(Dataset entries)
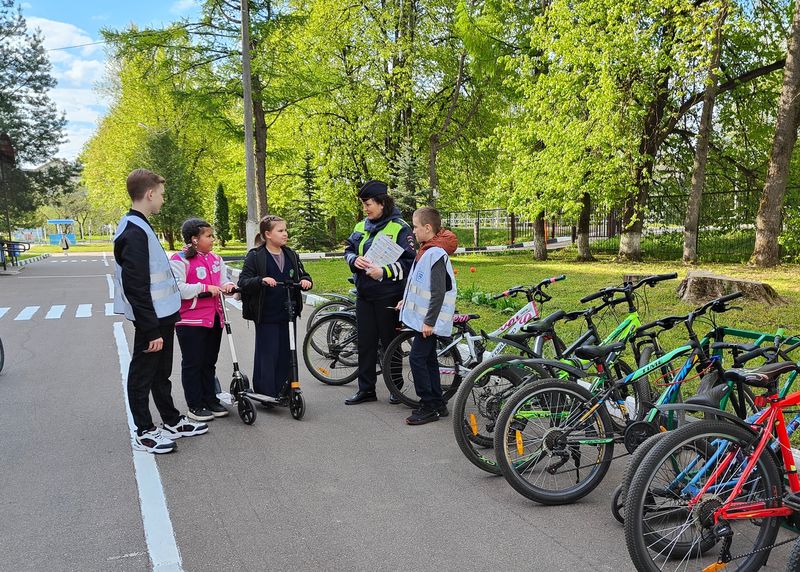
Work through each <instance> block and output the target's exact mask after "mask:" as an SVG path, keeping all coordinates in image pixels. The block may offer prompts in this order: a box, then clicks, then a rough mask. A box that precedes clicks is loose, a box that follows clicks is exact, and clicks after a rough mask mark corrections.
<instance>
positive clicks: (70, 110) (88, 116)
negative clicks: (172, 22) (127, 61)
mask: <svg viewBox="0 0 800 572" xmlns="http://www.w3.org/2000/svg"><path fill="white" fill-rule="evenodd" d="M19 5H20V6H21V7H22V15H23V16H24V17H25V20H26V21H27V23H28V29H30V30H32V29H34V28H39V29H40V30H41V31H42V34H43V36H44V46H45V48H46V49H47V50H48V52H47V53H48V55H49V57H50V63H51V64H52V66H53V72H52V73H53V76H54V77H55V78H56V80H58V85H57V86H56V87H55V88H54V89H52V90H51V91H50V96H51V98H52V99H53V101H55V103H56V105H57V106H58V108H59V109H60V110H62V111H63V112H64V113H65V115H66V118H67V127H66V136H67V141H66V142H65V143H64V144H62V145H61V147H60V148H59V151H58V153H57V155H56V156H57V157H59V158H63V159H70V160H72V159H75V158H76V157H77V156H78V155H79V154H80V152H81V149H82V148H83V145H84V144H85V143H86V141H88V139H89V138H90V137H91V136H92V134H93V133H94V131H95V129H96V128H97V125H98V123H99V121H100V119H101V118H102V117H103V115H104V114H105V113H106V110H107V109H108V102H107V101H106V100H105V99H104V98H103V96H102V95H101V94H100V93H99V92H98V90H97V89H96V86H97V84H98V82H99V81H100V80H101V79H102V78H103V75H104V73H105V60H106V54H105V46H104V45H103V44H102V43H97V42H101V41H102V37H101V35H100V29H101V28H112V29H124V28H127V27H128V26H129V25H130V24H131V23H135V24H136V25H137V26H138V27H139V28H144V27H156V26H158V27H160V26H164V25H167V24H169V23H170V22H174V21H176V20H179V19H181V18H186V17H193V16H196V15H197V14H198V13H199V5H200V0H136V1H135V2H132V1H130V0H123V1H118V2H111V1H108V0H96V1H94V2H91V1H88V0H73V1H65V0H23V1H22V2H20V3H19ZM84 44H91V45H84ZM72 46H80V47H72ZM63 48H69V49H63Z"/></svg>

== Problem to work on ==
Lay out the items above as a two-column CSV with the headers "prompt" and "mask". Give one row for each item, with its text and its answer each in a single quoted field, line breaks replaced by spaces, and the pictures omitted.

== Answer area ==
prompt,mask
"Work through each <instance> block and output the target's exact mask after ""mask:"" as an SVG path, keeping all coordinates in image pixels. The block may offer prompts in this order: a box, then clicks, then a rough mask. A box that precedes clicks is loose, a box that follows clicks is exact, and clicks after a rough mask mark corrections. <instance> positive clicks: (70, 110) (88, 116) negative clicks: (172, 22) (127, 61)","mask: <svg viewBox=""0 0 800 572"" xmlns=""http://www.w3.org/2000/svg""><path fill=""white"" fill-rule=""evenodd"" d=""M19 5H20V6H21V7H22V15H23V16H24V17H25V20H26V21H27V23H28V29H30V30H32V29H34V28H39V29H40V30H41V31H42V34H43V36H44V46H45V48H46V49H47V50H48V52H47V53H48V55H49V57H50V63H51V64H52V66H53V72H52V73H53V76H54V77H55V78H56V80H58V85H57V86H56V87H55V88H54V89H52V90H51V91H50V96H51V98H52V99H53V101H55V103H56V105H57V106H58V108H59V109H60V110H62V111H63V112H64V113H65V115H66V118H67V127H66V136H67V141H66V142H65V143H64V144H62V145H61V147H60V148H59V151H58V153H57V155H56V156H57V157H59V158H63V159H70V160H72V159H75V158H76V157H77V156H78V155H79V154H80V152H81V149H82V148H83V145H84V144H85V143H86V141H88V139H89V138H90V137H91V136H92V134H93V133H94V131H95V129H96V128H97V125H98V123H99V121H100V119H101V118H102V117H103V115H104V114H105V113H106V110H107V109H108V102H107V101H106V100H105V99H104V98H103V96H102V95H101V94H100V93H99V92H98V90H97V89H96V86H97V84H98V82H99V81H100V80H101V79H102V78H103V75H104V73H105V60H106V54H105V46H104V45H103V44H102V43H97V42H101V41H102V37H101V35H100V29H101V28H112V29H124V28H127V27H128V26H129V25H130V24H131V23H135V24H136V25H137V26H138V27H139V28H144V27H156V26H158V27H160V26H164V25H167V24H169V23H170V22H174V21H176V20H179V19H181V18H186V17H193V16H196V15H197V14H198V13H199V5H200V0H136V1H135V2H132V1H130V0H123V1H118V2H111V1H108V0H96V1H94V2H91V1H88V0H73V1H65V0H23V1H22V2H20V3H19ZM84 44H91V45H84ZM72 46H80V47H72ZM63 48H69V49H63Z""/></svg>"